◆ EXERCISE TASK: Show every line of the records below that contains the string "drawstring". Copy each line in full.

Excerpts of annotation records
- - - - -

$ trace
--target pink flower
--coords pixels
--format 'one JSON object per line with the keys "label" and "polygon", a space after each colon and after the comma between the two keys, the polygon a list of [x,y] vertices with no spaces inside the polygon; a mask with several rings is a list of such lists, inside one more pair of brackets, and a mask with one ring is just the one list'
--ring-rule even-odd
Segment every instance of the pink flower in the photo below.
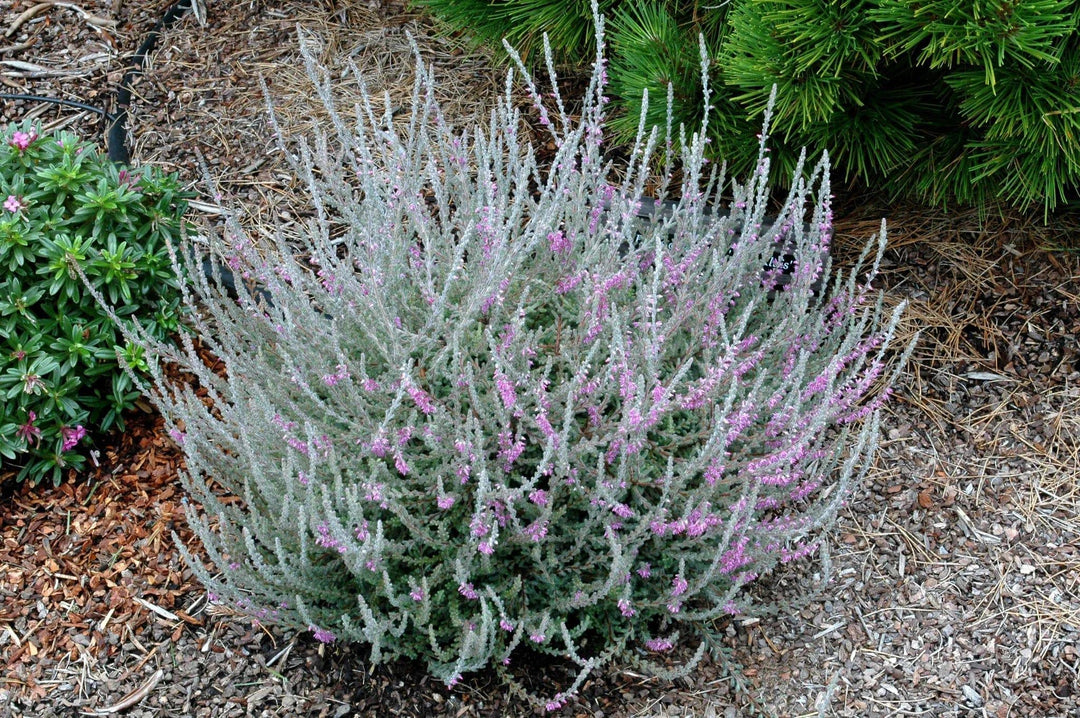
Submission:
{"label": "pink flower", "polygon": [[30,132],[16,132],[8,140],[8,144],[14,147],[19,152],[25,152],[30,143],[38,138],[38,133],[31,130]]}
{"label": "pink flower", "polygon": [[60,436],[64,437],[64,444],[60,445],[60,449],[64,451],[73,449],[85,435],[86,430],[83,426],[64,426],[60,429]]}

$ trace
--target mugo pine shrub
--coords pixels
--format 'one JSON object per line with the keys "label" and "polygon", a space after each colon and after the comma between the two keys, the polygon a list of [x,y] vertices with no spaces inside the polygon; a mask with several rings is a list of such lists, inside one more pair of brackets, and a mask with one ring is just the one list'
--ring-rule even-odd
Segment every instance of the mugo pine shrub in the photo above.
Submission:
{"label": "mugo pine shrub", "polygon": [[[205,390],[156,375],[220,573],[188,559],[218,599],[450,685],[521,646],[565,655],[580,673],[554,708],[815,551],[874,453],[892,334],[855,274],[813,294],[823,164],[767,225],[762,136],[719,216],[696,135],[677,205],[642,221],[658,135],[608,180],[602,57],[580,120],[526,78],[550,168],[518,135],[513,71],[487,126],[459,132],[422,68],[396,127],[366,96],[339,113],[308,63],[333,132],[283,144],[314,207],[302,247],[212,241],[262,287],[199,275],[224,371],[147,338]],[[782,287],[762,270],[778,243]]]}
{"label": "mugo pine shrub", "polygon": [[0,475],[59,483],[87,431],[122,429],[139,396],[117,352],[141,367],[143,349],[117,322],[138,315],[158,339],[179,327],[166,242],[187,204],[175,175],[118,168],[30,123],[0,131]]}

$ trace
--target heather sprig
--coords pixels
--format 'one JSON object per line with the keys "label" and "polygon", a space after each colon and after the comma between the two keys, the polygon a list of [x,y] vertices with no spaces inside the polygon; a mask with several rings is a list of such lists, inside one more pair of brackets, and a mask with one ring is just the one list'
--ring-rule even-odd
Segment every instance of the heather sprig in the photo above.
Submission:
{"label": "heather sprig", "polygon": [[[219,572],[187,557],[221,600],[448,685],[521,646],[569,656],[554,709],[606,662],[752,611],[746,584],[815,552],[895,371],[899,315],[869,288],[883,227],[869,267],[832,275],[824,161],[767,219],[768,125],[745,184],[703,159],[699,127],[663,165],[681,170],[661,184],[674,206],[643,219],[671,149],[643,131],[613,172],[603,21],[597,37],[580,114],[523,78],[556,148],[543,166],[513,71],[488,124],[457,130],[418,63],[397,126],[366,94],[347,118],[302,45],[332,127],[281,133],[314,208],[302,246],[235,222],[210,240],[260,286],[189,272],[224,370],[187,337],[139,337]],[[778,250],[789,282],[766,268]]]}

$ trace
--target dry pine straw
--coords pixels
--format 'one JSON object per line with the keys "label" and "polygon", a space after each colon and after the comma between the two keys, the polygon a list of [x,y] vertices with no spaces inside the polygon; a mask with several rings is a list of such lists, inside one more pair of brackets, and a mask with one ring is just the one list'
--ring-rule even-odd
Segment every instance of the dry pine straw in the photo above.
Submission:
{"label": "dry pine straw", "polygon": [[[0,2],[0,18],[36,4]],[[399,3],[210,5],[205,27],[189,17],[162,37],[136,83],[133,155],[194,182],[198,149],[218,182],[200,206],[213,216],[220,191],[255,233],[306,213],[272,150],[257,82],[267,78],[286,126],[312,121],[298,23],[323,60],[353,59],[394,107],[411,86],[405,30],[434,62],[455,117],[483,117],[501,89],[489,56],[435,39]],[[80,6],[41,9],[0,42],[0,59],[43,68],[0,67],[4,91],[108,101],[123,53],[162,9]],[[354,92],[353,78],[335,77]],[[100,128],[73,110],[0,109]],[[834,532],[832,580],[779,574],[756,590],[796,610],[724,626],[744,692],[711,663],[674,686],[617,666],[566,715],[1080,715],[1080,262],[1054,250],[1078,222],[873,198],[838,215],[841,262],[889,217],[881,285],[888,302],[908,301],[903,333],[922,340],[870,479]],[[172,544],[174,530],[190,537],[179,457],[158,420],[134,414],[98,450],[83,480],[18,489],[0,505],[0,715],[530,714],[489,675],[449,692],[416,666],[373,669],[362,652],[325,651],[207,606]],[[524,670],[537,688],[559,675]]]}

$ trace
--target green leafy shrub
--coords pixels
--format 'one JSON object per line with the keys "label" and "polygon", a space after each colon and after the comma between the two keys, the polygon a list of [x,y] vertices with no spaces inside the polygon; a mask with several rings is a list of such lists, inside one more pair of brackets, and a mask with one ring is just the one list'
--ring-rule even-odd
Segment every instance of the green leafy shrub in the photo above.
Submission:
{"label": "green leafy shrub", "polygon": [[[697,135],[664,162],[678,202],[642,220],[658,134],[611,172],[600,58],[580,120],[528,81],[557,147],[542,170],[510,79],[490,124],[458,132],[418,69],[395,128],[366,98],[347,121],[306,56],[332,134],[283,140],[316,209],[302,246],[212,240],[260,286],[237,298],[190,272],[224,371],[138,336],[212,598],[449,685],[522,646],[566,655],[580,673],[551,709],[615,656],[752,610],[746,584],[807,559],[869,465],[890,379],[899,312],[882,325],[856,273],[813,288],[824,163],[768,223],[765,138],[729,187]],[[762,269],[779,248],[784,282]]]}
{"label": "green leafy shrub", "polygon": [[[482,40],[536,45],[569,62],[592,40],[580,0],[414,0]],[[1002,200],[1053,209],[1080,188],[1080,0],[610,0],[612,127],[676,126],[712,113],[711,155],[752,171],[740,143],[773,85],[773,179],[800,147],[827,149],[846,180],[933,204]],[[503,18],[504,22],[503,22]],[[513,18],[513,19],[511,19]],[[704,103],[699,33],[719,85]],[[536,53],[535,53],[536,55]]]}
{"label": "green leafy shrub", "polygon": [[73,135],[30,124],[0,134],[0,468],[58,483],[83,465],[86,432],[123,428],[139,396],[117,351],[145,367],[73,265],[120,321],[164,338],[180,298],[165,241],[186,203],[175,176],[118,170]]}

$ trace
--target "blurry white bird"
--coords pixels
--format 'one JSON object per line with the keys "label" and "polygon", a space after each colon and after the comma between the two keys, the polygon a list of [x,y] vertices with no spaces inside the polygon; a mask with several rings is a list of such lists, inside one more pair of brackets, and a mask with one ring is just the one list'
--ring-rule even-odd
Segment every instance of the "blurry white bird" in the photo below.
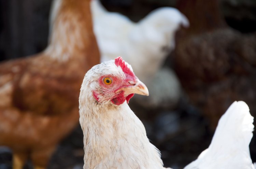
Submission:
{"label": "blurry white bird", "polygon": [[235,101],[219,120],[209,147],[184,169],[255,169],[249,149],[253,122],[247,105]]}
{"label": "blurry white bird", "polygon": [[[86,74],[79,97],[84,169],[163,168],[160,152],[127,104],[134,93],[148,92],[120,57]],[[254,169],[248,148],[253,121],[247,105],[235,102],[220,120],[209,148],[185,169]]]}
{"label": "blurry white bird", "polygon": [[[176,31],[182,25],[188,26],[186,17],[175,8],[163,7],[152,11],[135,23],[120,14],[108,11],[99,0],[93,0],[91,7],[101,61],[122,56],[132,66],[137,76],[150,87],[151,93],[166,88],[166,84],[174,84],[172,90],[158,93],[159,98],[150,96],[143,103],[144,106],[162,107],[165,100],[169,104],[177,102],[181,92],[179,81],[175,73],[169,69],[161,70],[166,74],[171,72],[163,78],[158,77],[162,73],[157,73],[175,47]],[[156,79],[163,79],[164,81],[156,82]],[[148,85],[152,83],[157,85]]]}

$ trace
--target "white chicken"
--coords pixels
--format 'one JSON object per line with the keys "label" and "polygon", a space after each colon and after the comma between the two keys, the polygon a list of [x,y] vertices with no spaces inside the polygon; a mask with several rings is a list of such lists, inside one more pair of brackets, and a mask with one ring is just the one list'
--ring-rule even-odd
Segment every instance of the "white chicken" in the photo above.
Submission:
{"label": "white chicken", "polygon": [[[164,168],[160,152],[127,104],[134,93],[148,95],[120,57],[86,74],[79,97],[84,169]],[[209,148],[185,169],[254,168],[248,149],[253,121],[247,105],[235,102],[220,119]]]}
{"label": "white chicken", "polygon": [[209,147],[184,169],[255,169],[249,150],[253,122],[247,105],[234,102],[219,120]]}
{"label": "white chicken", "polygon": [[156,93],[158,96],[154,95],[154,98],[150,96],[145,103],[141,101],[145,97],[139,98],[138,102],[148,107],[162,107],[166,100],[174,104],[177,102],[181,93],[180,83],[172,70],[161,70],[169,74],[164,78],[165,81],[157,81],[157,85],[149,84],[157,83],[153,79],[163,79],[158,77],[162,73],[157,73],[175,47],[176,31],[181,25],[188,26],[186,17],[175,8],[163,7],[135,23],[120,14],[108,11],[99,0],[93,0],[91,8],[102,62],[122,56],[132,66],[137,76],[149,87],[151,93],[159,90],[156,87],[161,89],[166,88],[167,83],[173,84],[172,90]]}

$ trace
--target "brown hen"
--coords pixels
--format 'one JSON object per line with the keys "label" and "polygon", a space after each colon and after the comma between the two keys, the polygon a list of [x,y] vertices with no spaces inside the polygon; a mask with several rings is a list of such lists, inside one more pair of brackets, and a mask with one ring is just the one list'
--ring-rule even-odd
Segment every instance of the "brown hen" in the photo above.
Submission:
{"label": "brown hen", "polygon": [[45,168],[77,124],[84,72],[99,62],[90,2],[54,1],[46,49],[0,64],[0,145],[13,150],[14,169],[29,158]]}

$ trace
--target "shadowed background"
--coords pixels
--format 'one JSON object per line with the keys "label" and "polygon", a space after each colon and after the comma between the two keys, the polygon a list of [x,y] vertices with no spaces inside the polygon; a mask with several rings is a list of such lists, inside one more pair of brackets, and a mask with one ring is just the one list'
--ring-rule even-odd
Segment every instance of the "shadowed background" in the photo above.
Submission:
{"label": "shadowed background", "polygon": [[[51,1],[0,0],[0,60],[45,49]],[[143,123],[149,138],[161,151],[166,166],[182,168],[206,148],[220,114],[234,99],[247,102],[256,116],[255,0],[222,0],[219,4],[201,0],[102,2],[109,11],[134,21],[157,7],[174,7],[190,22],[189,29],[177,33],[176,48],[165,63],[175,71],[184,89],[176,107],[142,110],[135,103],[130,106]],[[256,161],[255,137],[251,144],[253,162]],[[59,146],[48,168],[82,168],[82,139],[79,126]],[[6,149],[0,152],[0,169],[11,168],[11,153]],[[27,167],[31,168],[29,164]]]}

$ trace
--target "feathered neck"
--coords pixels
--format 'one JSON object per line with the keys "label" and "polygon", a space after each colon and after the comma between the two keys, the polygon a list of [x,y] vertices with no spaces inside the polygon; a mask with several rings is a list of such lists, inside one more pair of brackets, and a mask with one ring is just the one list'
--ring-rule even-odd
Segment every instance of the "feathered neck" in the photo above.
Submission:
{"label": "feathered neck", "polygon": [[90,1],[55,0],[51,11],[49,45],[45,52],[51,57],[67,60],[88,49],[91,39],[95,40]]}
{"label": "feathered neck", "polygon": [[79,98],[84,168],[162,168],[159,151],[127,103],[101,105],[83,89]]}

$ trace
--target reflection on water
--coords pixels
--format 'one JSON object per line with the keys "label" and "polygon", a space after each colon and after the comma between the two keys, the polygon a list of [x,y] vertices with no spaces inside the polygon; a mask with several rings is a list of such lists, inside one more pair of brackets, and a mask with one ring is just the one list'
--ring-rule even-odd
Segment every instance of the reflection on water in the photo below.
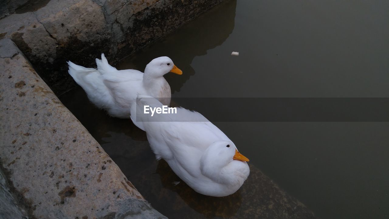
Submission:
{"label": "reflection on water", "polygon": [[[173,97],[387,97],[388,6],[226,0],[116,67],[143,71],[169,56],[184,72],[166,75]],[[61,100],[170,218],[313,217],[259,169],[319,218],[389,215],[389,123],[217,123],[250,155],[251,171],[238,193],[214,198],[173,185],[179,180],[155,160],[145,133],[96,109],[80,88]]]}
{"label": "reflection on water", "polygon": [[[181,181],[165,161],[155,159],[145,132],[129,119],[110,117],[98,110],[88,102],[81,87],[65,94],[61,100],[145,198],[169,218],[315,218],[305,205],[251,164],[248,178],[232,195],[213,197],[198,193]],[[180,182],[174,185],[176,182]]]}
{"label": "reflection on water", "polygon": [[[157,57],[170,57],[185,73],[177,76],[165,75],[172,92],[180,91],[182,85],[194,74],[191,65],[193,58],[207,54],[207,51],[221,45],[234,29],[236,0],[217,6],[206,14],[192,21],[193,25],[184,25],[119,62],[117,69],[133,69],[143,72],[146,65]],[[152,51],[152,53],[149,51]]]}

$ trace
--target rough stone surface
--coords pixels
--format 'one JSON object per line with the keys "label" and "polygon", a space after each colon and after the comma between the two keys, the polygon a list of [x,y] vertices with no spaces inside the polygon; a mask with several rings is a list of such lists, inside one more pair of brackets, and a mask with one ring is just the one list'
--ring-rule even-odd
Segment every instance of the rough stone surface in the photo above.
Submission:
{"label": "rough stone surface", "polygon": [[7,185],[9,183],[5,176],[0,169],[0,218],[23,218],[27,213],[19,207],[17,198],[10,191]]}
{"label": "rough stone surface", "polygon": [[9,39],[0,41],[0,167],[30,218],[163,218]]}
{"label": "rough stone surface", "polygon": [[75,85],[66,61],[93,67],[103,52],[114,62],[223,0],[42,1],[0,20],[0,39],[12,39],[60,94]]}

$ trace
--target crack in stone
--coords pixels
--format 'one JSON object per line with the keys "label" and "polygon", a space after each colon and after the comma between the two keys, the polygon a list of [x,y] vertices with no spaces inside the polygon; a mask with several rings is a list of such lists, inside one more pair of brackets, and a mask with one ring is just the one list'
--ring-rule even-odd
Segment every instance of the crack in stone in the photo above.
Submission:
{"label": "crack in stone", "polygon": [[42,25],[42,26],[43,26],[43,28],[44,28],[45,30],[46,30],[46,32],[47,32],[47,34],[49,34],[49,35],[50,36],[50,37],[51,37],[51,38],[54,39],[54,40],[55,41],[55,42],[56,42],[57,44],[59,44],[59,43],[58,42],[58,40],[57,40],[57,38],[54,37],[54,36],[51,35],[51,34],[50,34],[50,32],[49,32],[49,31],[47,30],[47,29],[46,28],[46,27],[45,26],[45,25],[43,24],[43,23],[40,22],[40,21],[39,19],[38,19],[38,16],[35,13],[33,12],[33,14],[35,16],[35,18],[37,19],[37,21],[39,23]]}

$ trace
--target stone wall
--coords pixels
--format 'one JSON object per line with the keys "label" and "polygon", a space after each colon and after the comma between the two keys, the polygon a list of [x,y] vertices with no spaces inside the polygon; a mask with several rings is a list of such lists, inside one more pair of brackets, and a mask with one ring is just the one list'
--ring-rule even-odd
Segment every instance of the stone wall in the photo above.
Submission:
{"label": "stone wall", "polygon": [[9,39],[0,40],[0,69],[2,219],[26,216],[24,208],[30,218],[166,218]]}
{"label": "stone wall", "polygon": [[12,39],[59,94],[75,85],[66,61],[93,67],[103,52],[114,62],[221,1],[43,1],[0,19],[0,39]]}

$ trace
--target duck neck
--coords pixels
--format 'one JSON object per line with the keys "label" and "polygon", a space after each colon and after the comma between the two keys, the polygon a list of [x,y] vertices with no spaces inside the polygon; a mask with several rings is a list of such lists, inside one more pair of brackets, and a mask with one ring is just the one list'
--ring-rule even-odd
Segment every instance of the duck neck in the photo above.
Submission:
{"label": "duck neck", "polygon": [[143,74],[143,83],[144,85],[146,87],[154,87],[156,85],[156,83],[164,79],[163,76],[158,76],[156,72],[151,71],[147,67],[145,69],[145,72]]}
{"label": "duck neck", "polygon": [[215,166],[212,163],[204,164],[203,174],[221,184],[241,185],[247,178],[244,168],[246,164],[240,161],[233,161],[223,167]]}

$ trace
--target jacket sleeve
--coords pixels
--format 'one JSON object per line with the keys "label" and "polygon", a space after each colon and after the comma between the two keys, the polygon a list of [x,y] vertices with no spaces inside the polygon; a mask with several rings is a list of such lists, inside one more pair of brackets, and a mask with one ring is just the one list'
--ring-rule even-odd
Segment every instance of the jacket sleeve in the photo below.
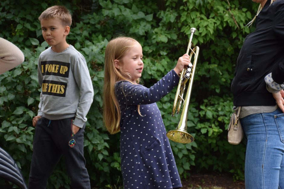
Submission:
{"label": "jacket sleeve", "polygon": [[276,83],[273,80],[271,76],[271,73],[270,73],[264,78],[267,90],[272,93],[276,93],[284,89],[284,84]]}
{"label": "jacket sleeve", "polygon": [[0,74],[16,67],[24,60],[24,54],[19,48],[0,37]]}
{"label": "jacket sleeve", "polygon": [[[271,5],[273,6],[274,13],[273,31],[276,39],[284,42],[284,1],[276,1]],[[279,84],[284,82],[284,59],[272,71],[273,80]]]}
{"label": "jacket sleeve", "polygon": [[179,83],[179,77],[173,70],[150,88],[129,81],[117,83],[115,90],[120,104],[148,104],[157,102]]}
{"label": "jacket sleeve", "polygon": [[73,124],[82,128],[87,121],[86,117],[94,98],[94,89],[86,60],[82,55],[79,57],[74,65],[74,74],[80,89],[78,108]]}

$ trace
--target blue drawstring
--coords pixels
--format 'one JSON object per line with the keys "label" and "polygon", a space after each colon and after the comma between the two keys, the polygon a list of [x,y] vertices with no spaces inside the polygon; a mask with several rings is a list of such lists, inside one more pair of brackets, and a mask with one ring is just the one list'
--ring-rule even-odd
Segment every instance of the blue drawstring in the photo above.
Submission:
{"label": "blue drawstring", "polygon": [[51,122],[51,120],[49,120],[49,122],[48,123],[48,124],[47,125],[47,127],[48,127],[49,126],[49,125],[50,124],[50,123]]}

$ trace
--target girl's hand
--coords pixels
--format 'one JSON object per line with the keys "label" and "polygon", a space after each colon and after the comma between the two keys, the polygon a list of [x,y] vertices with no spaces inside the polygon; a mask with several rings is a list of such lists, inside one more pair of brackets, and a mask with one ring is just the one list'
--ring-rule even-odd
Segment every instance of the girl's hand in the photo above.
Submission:
{"label": "girl's hand", "polygon": [[281,90],[278,93],[272,93],[273,98],[276,101],[276,103],[279,108],[284,113],[284,91]]}
{"label": "girl's hand", "polygon": [[186,66],[192,66],[192,64],[189,60],[189,55],[186,53],[179,57],[173,70],[177,74],[179,75]]}
{"label": "girl's hand", "polygon": [[37,120],[41,118],[41,116],[39,115],[37,115],[33,119],[33,125],[34,126],[34,127],[35,127],[36,126]]}

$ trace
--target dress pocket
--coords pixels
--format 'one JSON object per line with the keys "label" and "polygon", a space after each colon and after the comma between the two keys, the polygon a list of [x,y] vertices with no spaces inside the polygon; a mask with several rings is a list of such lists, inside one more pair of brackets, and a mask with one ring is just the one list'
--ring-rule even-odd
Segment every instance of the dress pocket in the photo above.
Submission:
{"label": "dress pocket", "polygon": [[280,139],[284,143],[284,114],[275,115],[274,118],[279,133]]}
{"label": "dress pocket", "polygon": [[158,140],[156,140],[153,142],[150,146],[143,150],[142,153],[146,155],[151,152],[156,153],[157,150],[158,149],[158,150],[160,148],[160,143]]}

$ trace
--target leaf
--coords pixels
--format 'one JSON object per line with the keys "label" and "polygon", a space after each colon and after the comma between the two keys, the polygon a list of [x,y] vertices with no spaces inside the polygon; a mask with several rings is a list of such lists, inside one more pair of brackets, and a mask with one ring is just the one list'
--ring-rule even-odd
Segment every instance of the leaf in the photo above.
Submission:
{"label": "leaf", "polygon": [[148,14],[145,17],[145,19],[147,21],[150,21],[153,19],[153,14]]}
{"label": "leaf", "polygon": [[31,110],[29,110],[27,112],[27,113],[29,115],[31,118],[32,118],[34,116],[34,113]]}
{"label": "leaf", "polygon": [[11,100],[15,98],[15,95],[9,93],[8,95],[8,100]]}
{"label": "leaf", "polygon": [[31,38],[31,37],[29,37],[29,38],[30,39],[31,43],[34,45],[38,45],[39,44],[39,41],[37,39],[34,38]]}
{"label": "leaf", "polygon": [[16,28],[16,30],[19,30],[23,28],[23,25],[20,24],[18,24],[17,26],[17,28]]}
{"label": "leaf", "polygon": [[7,139],[6,139],[6,141],[9,141],[9,140],[14,140],[15,138],[16,137],[15,137],[14,135],[10,135],[8,137]]}
{"label": "leaf", "polygon": [[11,124],[10,123],[7,122],[6,120],[5,120],[2,122],[1,128],[2,128],[2,129],[4,129],[6,127],[10,127],[11,125]]}
{"label": "leaf", "polygon": [[23,110],[23,109],[24,107],[23,107],[20,106],[20,107],[18,107],[16,109],[16,110],[14,111],[14,112],[13,112],[13,114],[17,115],[21,114],[24,112],[24,111]]}
{"label": "leaf", "polygon": [[206,117],[209,119],[212,119],[213,117],[213,114],[212,112],[209,110],[206,111]]}
{"label": "leaf", "polygon": [[17,75],[19,75],[22,73],[22,71],[19,69],[15,69],[14,70],[14,77],[15,77]]}
{"label": "leaf", "polygon": [[29,97],[27,99],[27,106],[31,104],[32,104],[34,102],[34,99],[31,97]]}
{"label": "leaf", "polygon": [[101,161],[102,160],[102,159],[104,157],[104,156],[101,153],[99,153],[98,154],[98,158],[100,161]]}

- - - - -

◆ OUTPUT OF THE TASK:
--target blue drawstring
Segment every instance of the blue drawstring in the photo above.
{"label": "blue drawstring", "polygon": [[51,122],[51,120],[49,120],[49,122],[48,123],[48,124],[47,125],[47,127],[48,127],[49,126],[49,125],[50,124],[50,123]]}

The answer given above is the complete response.